■ **Your task**
Answer these questions from the passage on Overbeck and religious art:
(a) In what year did Overbeck reach Rome, and for how many years did he stay there?
(b) By what names was the school formed by Overbeck and the painters who joined him in Rome known?
(c) Which building has mosaic work that follows the method of Ravenna, and who planned it?

■ **Extract provided**
════════════════

One of the first and most important of the movements which aimed to break away from the artistic traditions of the eighteenth century took place in the early part of the nineteenth century in Germany, and was led by Overbeck. The Academy of Vienna, at the time that he entered it, was under the direction of Füger, a talented miniature painter, but a follower of the pseudo classical school of David, and a firm believer in the tenets of these opinions, too conservative to vary from them in the least degree. Overbeck felt that he was among commonplace painters, that every noble thought was suppressed within the academy, and that Christian art had been diverted and corrupted until nothing Christian remained in it. The differences between him and his followers and their fellow-students were so serious that the upholders of Overbeck and their leader were expelled from the academy. Leaving Vienna Overbeck journeyed to Rome, reaching it in 1810, and remaining there for fifty-nine years. Here he was joined by such men as Veit, Cornelius, Schadow, with others of less importance — together they formed a school which was known as the Nazarites, or the Church-Romantic painters. They built up a severe revival on simple nature and the serious art of the Umbrian and Bolognese painters, and although for a long time they laboured under great difficulties yet, after a while, they were able to exert considerable influence, and their success led to memorable revivals throughout Europe. Overbeck was a Catholic, as were several of his friends. He was a man of high purity of motive, of deep insight, and abounding knowledge, a very saintly person, and a perfect treasury of art and poetry, insomuch that his influence helped very largely to purify the art of his time. The secessions from the conservative line adopted by the Royal Academy in England late in the nineteenth century were not marked by the particular element of religious fervour distinguishing Overbeck, but were the result of a similar determination to return to nature, and understand the art of painting in the open air, with not only a strict adherence to realism in choice and treatment of subject, but also the subordination of colour to tone gradation. These secessions in England were, however, very much the result of the movement in France which had preceded them, and which was connected with the name of Millet.

In Catholic countries there are arising some signs that the old practice of enlisting the services of art for the purposes of religion may be developed, but the signals of an approaching movement are not very strong as yet, and the Church has a good deal to learn with regard to decoration, to design, and to craftsmanship from the earlier periods of its history. Foremost among the signs of the new spirit must be placed the erection of the Westminster Cathedral at London, one of the most perfect buildings in England, erected after the truest and most careful study of the past and with every desire to give full play to the spirit of the present and to the original talent of its designer, while avoiding anything that could be called a slavish copying of the past. This building affords an example of the revived use of mosaic properly applied, in method following the work of Ravenna, and planned by a great artist, Bentley. It affords the most perfect scheme of interior decoration that could well be conceived. In other countries of Europe the signs of progress are not quite so clear, but the Church which fostered and encouraged art from its very birth has so many glorious examples in its midst of the great achievements of profound genius that it can only be a matter of time before its ancient use of the fine arts is revived. A close study of the past would enable the Church to once more set about the task of employing the craftsmen of the world to produce their finest work in the domain of ecclesiastical art.

════════════════

■ **Information supplied**
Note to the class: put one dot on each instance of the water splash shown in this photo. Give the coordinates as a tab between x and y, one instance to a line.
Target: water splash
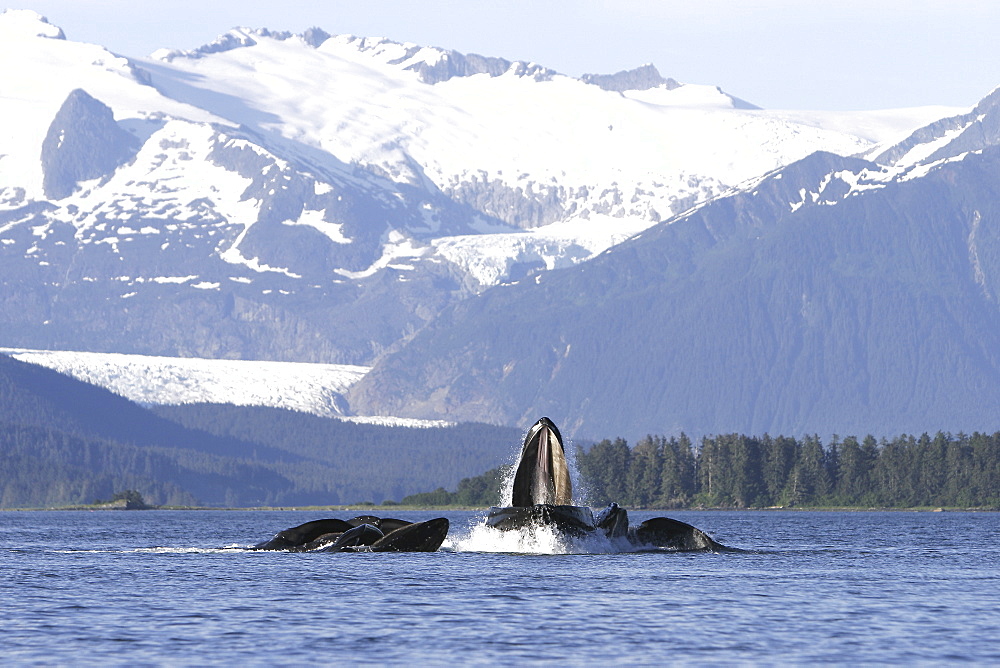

════════════════

■ **Answer to the problem**
(a) He reached Rome in 1810 and stayed for fifty-nine years.
(b) The Nazarites, or the Church-Romantic painters.
(c) Westminster Cathedral at London, planned by Bentley.